#### PAGE TEXT

The Pumping Heart

The earth’s climatic patterns are governed by a powerful engine known as the ‘ocean conveyor’, where warm surface water and colder currents at the bottom of the ocean link in a huge figure-of-eight shaped loop. It re-distributes heat from the equator to the poles via prevailing winds and ocean currents in a natural and perpetual rhythmic movement.[1] 
   
     Under normal conditions the two streams of water work in synergy, each pushing and pulling a steady flow of cold salty currents upwards, while warm surface currents, replenished by water flowing into the sea via rivers, is pushed downwards for absorption.

    But conditions are not normal...

     The network of oceans – the planet’s largest heat sink – absorb, store and slowly releases heat. They act as a buffer both against the heat emanating from the earth’s core and C02 in the atmosphere.

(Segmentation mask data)

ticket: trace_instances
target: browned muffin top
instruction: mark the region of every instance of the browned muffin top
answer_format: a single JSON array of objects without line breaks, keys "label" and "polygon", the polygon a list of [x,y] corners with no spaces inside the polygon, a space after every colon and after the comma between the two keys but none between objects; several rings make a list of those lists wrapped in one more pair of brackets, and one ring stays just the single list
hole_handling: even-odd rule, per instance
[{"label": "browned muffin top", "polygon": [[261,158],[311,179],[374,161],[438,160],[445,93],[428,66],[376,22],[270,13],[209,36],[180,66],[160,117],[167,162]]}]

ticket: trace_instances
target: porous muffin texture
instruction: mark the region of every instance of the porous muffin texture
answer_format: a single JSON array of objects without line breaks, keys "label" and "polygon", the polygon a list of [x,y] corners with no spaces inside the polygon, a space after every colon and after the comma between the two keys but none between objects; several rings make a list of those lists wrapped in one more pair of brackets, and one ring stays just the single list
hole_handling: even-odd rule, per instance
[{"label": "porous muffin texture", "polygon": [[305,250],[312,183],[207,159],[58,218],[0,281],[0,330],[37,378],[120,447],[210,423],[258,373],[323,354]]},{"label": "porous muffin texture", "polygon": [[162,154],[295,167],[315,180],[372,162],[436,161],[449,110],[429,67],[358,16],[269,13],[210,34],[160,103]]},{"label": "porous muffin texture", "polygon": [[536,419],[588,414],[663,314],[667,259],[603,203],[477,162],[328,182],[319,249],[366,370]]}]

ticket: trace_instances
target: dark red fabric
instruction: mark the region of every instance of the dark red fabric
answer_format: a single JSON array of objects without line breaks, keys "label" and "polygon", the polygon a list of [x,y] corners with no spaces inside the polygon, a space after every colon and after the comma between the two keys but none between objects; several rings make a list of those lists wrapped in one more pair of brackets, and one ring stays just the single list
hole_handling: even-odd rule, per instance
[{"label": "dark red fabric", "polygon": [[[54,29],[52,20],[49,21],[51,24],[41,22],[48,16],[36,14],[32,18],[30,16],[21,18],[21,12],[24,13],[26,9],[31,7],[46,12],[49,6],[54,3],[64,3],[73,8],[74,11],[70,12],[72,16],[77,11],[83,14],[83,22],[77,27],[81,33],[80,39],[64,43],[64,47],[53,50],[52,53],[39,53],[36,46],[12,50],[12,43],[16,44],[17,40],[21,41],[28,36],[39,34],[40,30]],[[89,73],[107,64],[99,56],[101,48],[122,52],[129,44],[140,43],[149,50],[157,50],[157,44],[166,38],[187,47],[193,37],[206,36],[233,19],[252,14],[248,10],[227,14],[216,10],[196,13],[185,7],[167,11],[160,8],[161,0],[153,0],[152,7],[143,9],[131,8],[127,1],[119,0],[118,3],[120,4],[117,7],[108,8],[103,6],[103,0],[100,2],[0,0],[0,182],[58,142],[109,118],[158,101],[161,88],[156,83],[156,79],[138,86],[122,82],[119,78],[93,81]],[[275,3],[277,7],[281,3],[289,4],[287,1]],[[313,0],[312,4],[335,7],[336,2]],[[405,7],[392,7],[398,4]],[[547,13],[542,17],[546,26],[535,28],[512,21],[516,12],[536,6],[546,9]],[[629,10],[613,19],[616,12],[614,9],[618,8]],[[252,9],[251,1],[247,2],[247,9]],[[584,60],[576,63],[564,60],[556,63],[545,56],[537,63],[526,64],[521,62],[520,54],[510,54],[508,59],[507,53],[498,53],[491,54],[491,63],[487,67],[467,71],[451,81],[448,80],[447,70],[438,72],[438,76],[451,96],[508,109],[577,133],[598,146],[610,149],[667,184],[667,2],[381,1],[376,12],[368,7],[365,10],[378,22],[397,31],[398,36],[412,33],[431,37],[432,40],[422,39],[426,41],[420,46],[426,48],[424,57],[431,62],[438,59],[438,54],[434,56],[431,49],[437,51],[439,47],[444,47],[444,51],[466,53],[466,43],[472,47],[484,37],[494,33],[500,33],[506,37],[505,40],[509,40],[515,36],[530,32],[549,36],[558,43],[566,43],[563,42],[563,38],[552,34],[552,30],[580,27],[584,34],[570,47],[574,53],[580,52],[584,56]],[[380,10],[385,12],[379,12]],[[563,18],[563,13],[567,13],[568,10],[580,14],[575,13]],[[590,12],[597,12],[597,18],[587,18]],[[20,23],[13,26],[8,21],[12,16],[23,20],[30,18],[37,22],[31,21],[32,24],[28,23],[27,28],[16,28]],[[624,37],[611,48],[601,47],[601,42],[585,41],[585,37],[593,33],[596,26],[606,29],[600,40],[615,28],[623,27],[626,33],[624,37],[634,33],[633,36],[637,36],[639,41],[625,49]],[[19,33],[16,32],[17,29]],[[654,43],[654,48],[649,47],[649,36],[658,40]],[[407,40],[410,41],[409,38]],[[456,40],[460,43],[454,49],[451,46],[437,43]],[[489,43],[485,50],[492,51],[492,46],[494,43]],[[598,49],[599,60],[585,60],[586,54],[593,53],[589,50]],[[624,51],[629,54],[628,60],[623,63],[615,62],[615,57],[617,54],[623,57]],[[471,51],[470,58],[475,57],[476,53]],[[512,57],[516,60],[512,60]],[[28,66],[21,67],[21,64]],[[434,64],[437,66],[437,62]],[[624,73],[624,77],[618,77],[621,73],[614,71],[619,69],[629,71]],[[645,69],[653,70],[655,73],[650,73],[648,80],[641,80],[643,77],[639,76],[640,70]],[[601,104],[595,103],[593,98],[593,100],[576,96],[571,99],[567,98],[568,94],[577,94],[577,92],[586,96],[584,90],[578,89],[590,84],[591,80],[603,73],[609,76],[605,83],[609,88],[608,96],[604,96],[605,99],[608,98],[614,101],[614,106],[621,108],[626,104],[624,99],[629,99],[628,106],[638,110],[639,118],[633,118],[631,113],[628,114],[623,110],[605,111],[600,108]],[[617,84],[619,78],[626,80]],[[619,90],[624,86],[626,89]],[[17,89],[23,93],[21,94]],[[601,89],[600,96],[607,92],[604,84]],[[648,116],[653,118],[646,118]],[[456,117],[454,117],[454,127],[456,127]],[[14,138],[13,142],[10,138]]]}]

#### TASK OBJECTIVE
Answer these questions about the text titled "The Pumping Heart":
1. What name does it give the engine that governs the earth's climate patterns?
2. What shape is the loop formed by warm surface water and colder bottom currents?
3. What does it call the network of oceans?

#### EXPECTED ANSWER
1. The "ocean conveyor."
2. A huge figure-of-eight.
3. The planet's largest heat sink.